** EXCERPTED TEXT **
[GitHub] [hudi] aswin-mp opened a new issue, #8009: [SUPPORT Hive Sync error : Could not sync using the meta sync class org.apache.hudi.hive.HiveSyncTool]

via GitHub Tue, 21 Feb 2023 07:31:31 -0800


aswin-mp opened a new issue, #8009:
URL: https://github.com/apache/hudi/issues/8009


   **Describe the problem you faced**
   
   We have a Spark application that successfully reads an AWS Glue table and 
deletes records that meet certain search criteria. However, when the 
application attempts to sync the metadata using the "Hive Sync" mode as HMS, it 
fails with the error message: "Could not sync using the meta sync class 
org.apache.hudi.hive.HiveSyncTool." The errors comes at the last stage of 
processing after deleting the records from the table.
   
   App properties : 
   
   hoodie.datasource.write.recordkey.field=<Key>
   hoodie.datasource.write.partitionpath.field=<Partition field>
   
hoodie.datasource.write.keygenerator.class=org.apache.hudi.keygen.TimestampBasedKeyGenerator
   hoodie.deltastreamer.keygen.timebased.timestamp.type=SCALAR
   hoodie.deltastreamer.keygen.timebased.timestamp.scalar.time.unit=MICROSECONDS
   hoodie.deltastreamer.keygen.timebased.output.dateformat=yyyy/MM/dd
   hoodie.deltastreamer.keygen.timebased.timezone=GMT
   hoodie.deltastreamer.source.kafka.topic=<topicName>
   hoodie.datasource.hive_sync.database=<DB name>
   hoodie.datasource.hive_sync.table=<Table Name>
   hoodie.datasource.write.hive_style_partitioning=false
   hoodie.datasource.hive_sync.partition_fields=<Partition Fields>
   hoodie.datasource.meta.sync.enable=true
   hoodie.datasource.hive_sync.mode=hms
   hoodie.datasource.hive_sync.enable=true
   
   Table properties : 
   
   hoodie.datasource.write.recordkey.field=<Key>
   hoodie.datasource.write.partitionpath.field=<Partition field>
   
hoodie.datasource.write.keygenerator.class=org.apache.hudi.keygen.TimestampBasedKeyGenerator
   hoodie.deltastreamer.keygen.timebased.timestamp.type=EPOCHMILLISECONDS
   hoodie.deltastreamer.keygen.timebased.output.dateformat=yyyy/MM/dd
   hoodie.deltastreamer.source.kafka.topic=<topicName>
   hoodie.datasource.hive_sync.database=<DB name>
   hoodie.datasource.hive_sync.table=<Table Name>
   hoodie.datasource.write.hive_style_partitioning=false
   hoodie.datasource.hive_sync.partition_fields=<Partition Fields>
    — enable-sync:option is set in Deltastreamer
   
   We are facing issues on tables which are written by Deltastreamers.

Data items:
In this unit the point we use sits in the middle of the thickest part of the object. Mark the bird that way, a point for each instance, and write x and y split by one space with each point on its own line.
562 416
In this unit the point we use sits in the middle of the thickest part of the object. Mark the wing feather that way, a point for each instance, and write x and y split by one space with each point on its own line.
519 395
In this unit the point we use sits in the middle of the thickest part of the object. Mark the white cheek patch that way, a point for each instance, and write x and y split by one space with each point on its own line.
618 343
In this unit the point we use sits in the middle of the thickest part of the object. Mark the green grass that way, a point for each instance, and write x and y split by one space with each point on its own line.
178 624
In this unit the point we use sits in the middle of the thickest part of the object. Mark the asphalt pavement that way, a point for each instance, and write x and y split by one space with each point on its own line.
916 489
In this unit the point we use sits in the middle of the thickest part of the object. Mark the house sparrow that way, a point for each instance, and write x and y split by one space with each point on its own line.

** REQUEST A **
According to the Hudi Hive Sync issue, at what point in processing does the sync error appear?
** REQUEST B **
Continue the Hudi Hive Sync issue from its last sentence.
The lines shown above were drawn from a separate source and are unrelated to the Hudi Hive Sync issue.

** FINAL RESULT A **
At the last stage of processing, after the records have been deleted from the table.

** FINAL RESULT B **
   
   **To Reproduce**
   
   Steps to reproduce the behavior:
   
   1.
   2.
   3.
   4.
   
   **Expected behavior**
   
   To ensure that the AWS Glue catalog reflects the latest changes, the Spark 
application must successfully delete the targeted records and then properly 
sync the metadata with the Hive metastore using the "HMS" mode. This will 
ensure that the catalog accurately reflects the state of the data, and that any 
subsequent queries or analysis using the Glue catalog are based on the most 
up-to-date information.
   
   **Environment Description**
   
   * Hudi version : 0.11.0
   
   * Spark version : 3.2
   
   * Hive version : 3.1.2
   
   * Hadoop version : Amazon 3.2.1
   
   * Storage (HDFS/S3/GCS..) : S3
   
   * Running on Docker? (yes/no) : no
   
   
   **Additional context**
   
   Add any other context about the problem here.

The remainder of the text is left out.